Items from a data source

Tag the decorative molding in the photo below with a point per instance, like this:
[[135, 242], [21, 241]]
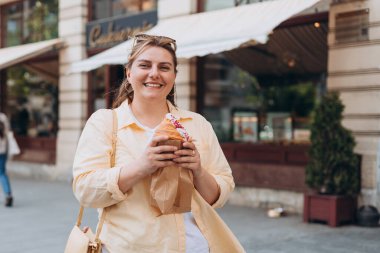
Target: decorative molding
[[356, 88], [366, 133], [355, 44], [361, 116]]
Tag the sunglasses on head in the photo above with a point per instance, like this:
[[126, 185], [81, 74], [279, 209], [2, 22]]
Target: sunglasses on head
[[144, 37]]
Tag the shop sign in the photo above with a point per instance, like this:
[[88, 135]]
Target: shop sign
[[108, 32]]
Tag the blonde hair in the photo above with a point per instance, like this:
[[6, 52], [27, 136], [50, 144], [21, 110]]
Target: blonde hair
[[141, 42]]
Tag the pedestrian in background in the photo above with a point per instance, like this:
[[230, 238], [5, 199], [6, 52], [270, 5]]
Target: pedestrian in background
[[145, 97], [4, 128]]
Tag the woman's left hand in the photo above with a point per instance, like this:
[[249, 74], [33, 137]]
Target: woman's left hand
[[189, 158]]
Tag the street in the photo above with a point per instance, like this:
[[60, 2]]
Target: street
[[45, 212]]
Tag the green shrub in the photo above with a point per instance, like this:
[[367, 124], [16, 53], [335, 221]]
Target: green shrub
[[333, 167]]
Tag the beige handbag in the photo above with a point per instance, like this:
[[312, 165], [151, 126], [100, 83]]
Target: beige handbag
[[86, 242]]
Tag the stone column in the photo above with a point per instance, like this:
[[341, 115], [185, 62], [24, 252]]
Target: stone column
[[185, 81], [72, 87], [354, 71]]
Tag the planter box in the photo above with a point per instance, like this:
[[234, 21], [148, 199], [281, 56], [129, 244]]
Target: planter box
[[332, 209]]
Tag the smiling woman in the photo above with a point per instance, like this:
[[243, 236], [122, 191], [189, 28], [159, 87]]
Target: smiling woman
[[145, 99]]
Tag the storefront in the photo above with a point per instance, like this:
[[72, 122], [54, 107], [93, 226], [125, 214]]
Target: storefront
[[110, 23], [29, 75], [254, 74], [258, 96]]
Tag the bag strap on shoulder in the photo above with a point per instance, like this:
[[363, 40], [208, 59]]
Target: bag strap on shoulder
[[112, 162]]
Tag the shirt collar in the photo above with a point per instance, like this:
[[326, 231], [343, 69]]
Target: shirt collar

■ Job ■
Can you update the material above so that every "Tag" reads "Mark", with nothing else changed and the pictures left out?

■ Exercise response ■
Mark the decorative molding in the photo below with a point per instance, like this:
[[135, 242], [21, 241]]
Target: decorative molding
[[356, 88], [366, 133], [355, 44], [361, 116]]
Mark the sunglasses on head in the photo above with a point per instance, like this:
[[126, 185], [81, 74], [279, 209], [2, 22]]
Target: sunglasses on head
[[144, 37]]
Mark the shop sign in the photo above with a point per instance, like this:
[[88, 135]]
Target: shop sign
[[108, 32]]
Mark the blonde hair in the photo above with a point per instance, like this:
[[6, 52], [27, 136], [50, 144], [21, 110]]
Target: blonde hair
[[141, 42]]
Mark the pedestrian in background in the photo above with a point per instance, like this:
[[230, 238], [5, 199], [6, 52], [270, 5]]
Target: pedestrian in background
[[145, 97], [4, 128]]
Mark the woman's left hand in the photo above with a point per instance, like this:
[[249, 74], [33, 137]]
Target: woman's left hand
[[189, 158]]
Mark the street in the photo above with a point per instance, like this:
[[60, 2]]
Target: street
[[45, 212]]
Mark the green shrub in the photo above with a point per instance, like this:
[[367, 124], [16, 53], [335, 221]]
Target: green shrub
[[333, 167]]
Mark the beige handbag in the photo above with a point per instance, like this:
[[312, 165], [151, 126], [100, 83]]
Target: beige handbag
[[86, 242]]
Mark the stone column in the photo above with a point per instance, like this:
[[341, 115], [185, 62], [24, 252]]
Target: stone column
[[185, 81], [72, 87], [354, 71]]
Mark the planter box in the photo above with a point per instance, like this:
[[234, 21], [148, 199], [281, 56], [129, 244]]
Target: planter box
[[332, 209]]
Mark the smiling woman in the photo above with a point per instance, like this:
[[243, 236], [122, 191], [189, 28], [159, 87]]
Target: smiling woman
[[145, 99]]
Mark the storefront in the photo above with a point per instance, like this:
[[72, 122], [54, 107], [93, 226], [125, 214]]
Target: storefront
[[110, 23], [29, 75], [254, 74], [258, 96]]
Mark the bag strap on shoulder in the photo above with a point per instance, like this:
[[363, 40], [208, 59]]
Target: bag strap on shoulder
[[112, 162]]
Mark the shirt collar in the photo above with a point per instance, like this:
[[326, 231], [343, 69]]
Target: shirt collar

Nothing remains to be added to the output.